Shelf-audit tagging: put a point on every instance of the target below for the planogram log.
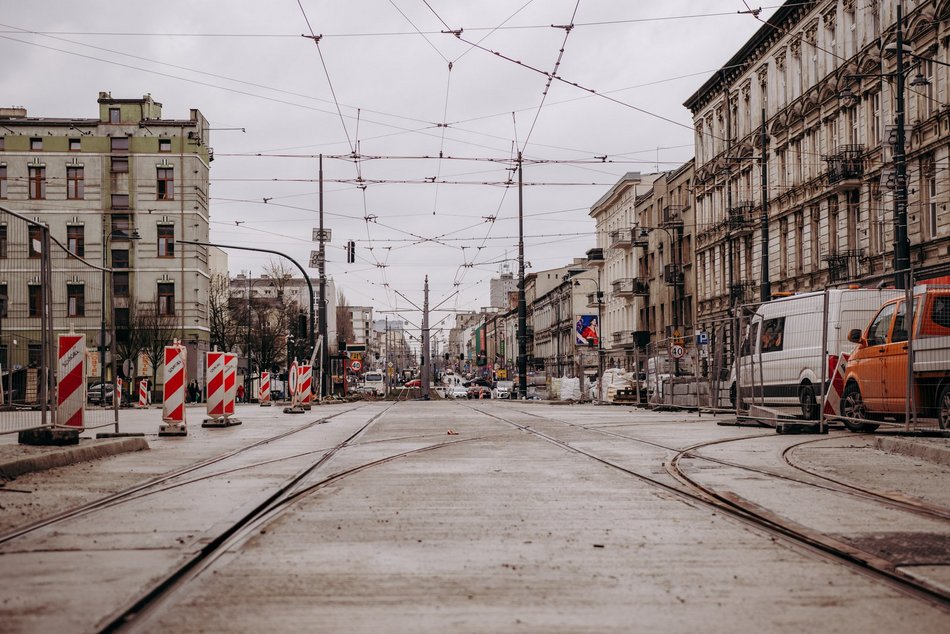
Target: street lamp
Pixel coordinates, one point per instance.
(600, 326)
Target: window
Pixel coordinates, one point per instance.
(75, 300)
(75, 240)
(37, 175)
(120, 284)
(166, 241)
(877, 331)
(166, 298)
(75, 185)
(35, 241)
(120, 258)
(120, 201)
(772, 334)
(166, 183)
(35, 299)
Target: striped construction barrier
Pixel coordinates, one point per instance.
(221, 370)
(305, 385)
(143, 393)
(230, 382)
(173, 392)
(263, 396)
(71, 380)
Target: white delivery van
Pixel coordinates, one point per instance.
(373, 382)
(780, 360)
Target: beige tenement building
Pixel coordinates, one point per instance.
(119, 189)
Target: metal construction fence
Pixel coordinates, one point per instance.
(49, 289)
(865, 356)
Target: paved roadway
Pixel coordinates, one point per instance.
(491, 527)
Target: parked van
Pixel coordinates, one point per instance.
(780, 355)
(876, 375)
(373, 382)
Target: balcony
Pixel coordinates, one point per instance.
(673, 275)
(621, 238)
(672, 216)
(595, 256)
(631, 287)
(844, 265)
(845, 167)
(740, 220)
(743, 292)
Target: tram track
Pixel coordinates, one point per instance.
(751, 514)
(154, 485)
(136, 615)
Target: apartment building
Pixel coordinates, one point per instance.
(120, 189)
(815, 94)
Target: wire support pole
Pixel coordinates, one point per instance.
(324, 349)
(522, 305)
(765, 290)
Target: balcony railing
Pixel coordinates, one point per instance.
(673, 274)
(845, 166)
(672, 216)
(740, 218)
(631, 286)
(621, 238)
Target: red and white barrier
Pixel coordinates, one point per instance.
(143, 393)
(214, 370)
(71, 380)
(293, 378)
(832, 406)
(305, 385)
(173, 392)
(230, 382)
(263, 396)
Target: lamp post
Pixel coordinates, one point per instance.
(600, 325)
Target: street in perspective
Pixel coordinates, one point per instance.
(410, 316)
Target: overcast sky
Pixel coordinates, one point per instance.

● ● ●

→ Problem details: The expected answer holds each line from the listing above where the string "balcony" is present.

→ Response:
Target: balcony
Target: balcony railing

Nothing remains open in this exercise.